## PROBLEM TO WORK ON
Working from the line that contains "Tag the man's hand" to the final line, transcribe each line exactly. No pictures belong in the copy.

## DATA FOR THIS TASK

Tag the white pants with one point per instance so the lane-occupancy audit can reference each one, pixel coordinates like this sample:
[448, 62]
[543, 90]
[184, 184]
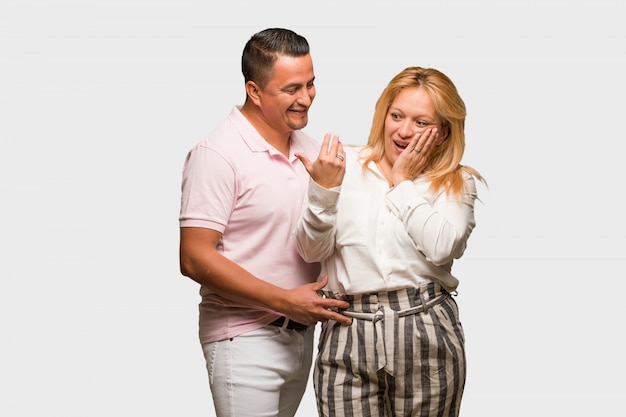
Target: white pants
[262, 373]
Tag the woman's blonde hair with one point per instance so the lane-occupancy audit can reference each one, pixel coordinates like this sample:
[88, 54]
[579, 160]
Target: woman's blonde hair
[444, 168]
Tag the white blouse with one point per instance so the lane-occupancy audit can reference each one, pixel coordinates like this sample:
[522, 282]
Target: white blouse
[371, 238]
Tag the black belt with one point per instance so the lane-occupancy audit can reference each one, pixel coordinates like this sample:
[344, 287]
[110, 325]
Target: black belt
[291, 325]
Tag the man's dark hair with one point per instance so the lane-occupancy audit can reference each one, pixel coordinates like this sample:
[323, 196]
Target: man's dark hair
[261, 51]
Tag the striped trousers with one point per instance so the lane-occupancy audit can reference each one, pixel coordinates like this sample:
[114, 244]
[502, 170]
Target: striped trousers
[403, 355]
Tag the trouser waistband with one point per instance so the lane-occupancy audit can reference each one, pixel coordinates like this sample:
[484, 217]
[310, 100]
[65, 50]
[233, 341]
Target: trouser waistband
[385, 309]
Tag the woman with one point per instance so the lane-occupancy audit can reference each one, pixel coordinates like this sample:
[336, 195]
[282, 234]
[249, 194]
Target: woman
[386, 220]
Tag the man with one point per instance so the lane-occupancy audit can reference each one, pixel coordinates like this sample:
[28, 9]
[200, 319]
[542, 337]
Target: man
[242, 193]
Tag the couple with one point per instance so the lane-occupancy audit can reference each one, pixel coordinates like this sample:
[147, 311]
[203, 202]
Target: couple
[282, 234]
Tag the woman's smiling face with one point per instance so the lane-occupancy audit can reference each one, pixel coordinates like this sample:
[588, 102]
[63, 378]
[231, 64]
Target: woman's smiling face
[411, 112]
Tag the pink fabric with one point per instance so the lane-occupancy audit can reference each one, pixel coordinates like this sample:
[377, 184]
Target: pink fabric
[236, 183]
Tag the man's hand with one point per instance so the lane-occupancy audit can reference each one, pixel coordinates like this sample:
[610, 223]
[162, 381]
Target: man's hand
[306, 306]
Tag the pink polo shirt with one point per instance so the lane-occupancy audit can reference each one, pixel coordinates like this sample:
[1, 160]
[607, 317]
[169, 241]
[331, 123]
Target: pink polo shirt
[234, 182]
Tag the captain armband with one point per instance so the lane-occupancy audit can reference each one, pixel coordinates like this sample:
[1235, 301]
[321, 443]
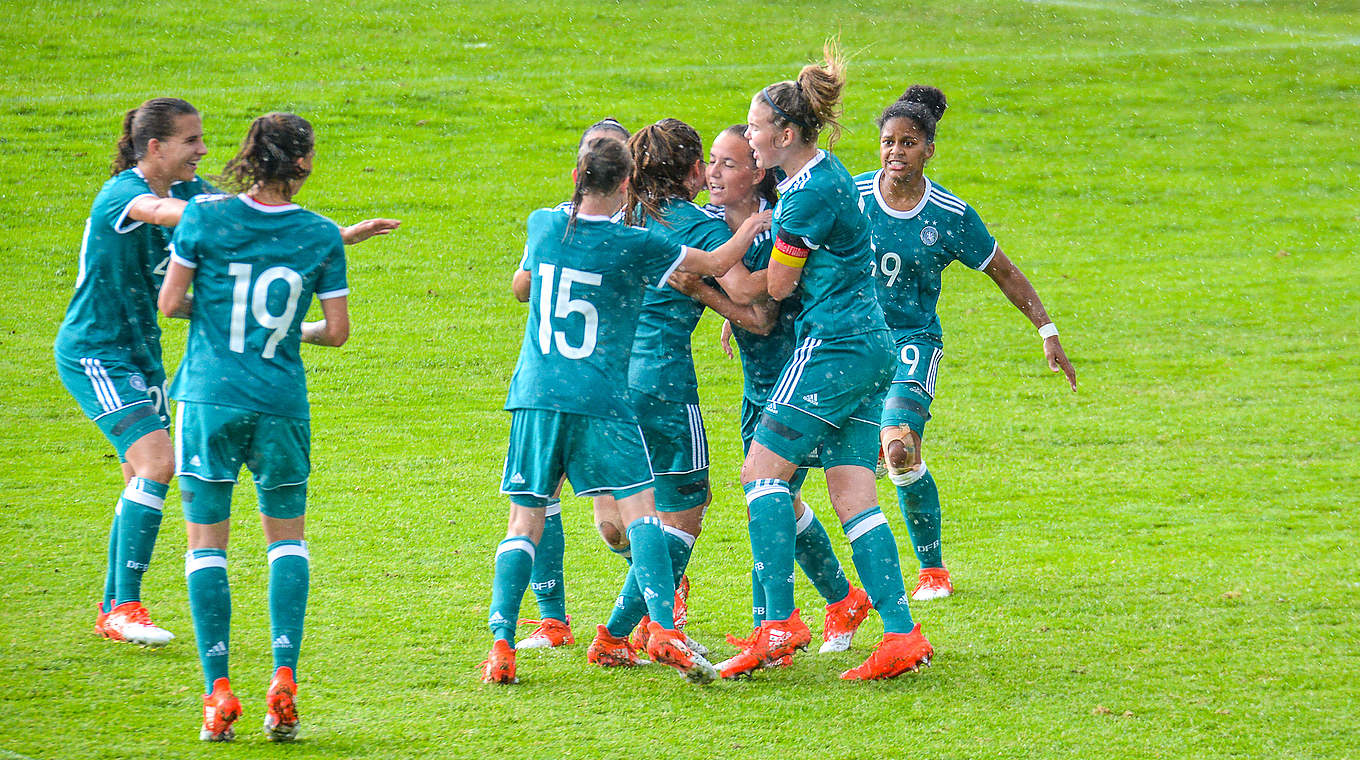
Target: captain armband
[790, 250]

## FULL RESPONSE
Tag the man's hand with one point per instance so the lane-occupancy audit can reference each one, pixel coordinates like this sample:
[610, 223]
[162, 381]
Target: man's hand
[306, 306]
Tag the pink polo shirt with one point per instance so the lane-occupancy audit can reference each one, pixel coordinates like this sample:
[1, 160]
[607, 317]
[169, 241]
[331, 123]
Target: pink polo shirt
[234, 182]
Tag the captain armband with one point per instance so the lane-occupancy audit can reference each one, pixel coordinates like this sample:
[1235, 301]
[321, 443]
Target: captain armband
[790, 250]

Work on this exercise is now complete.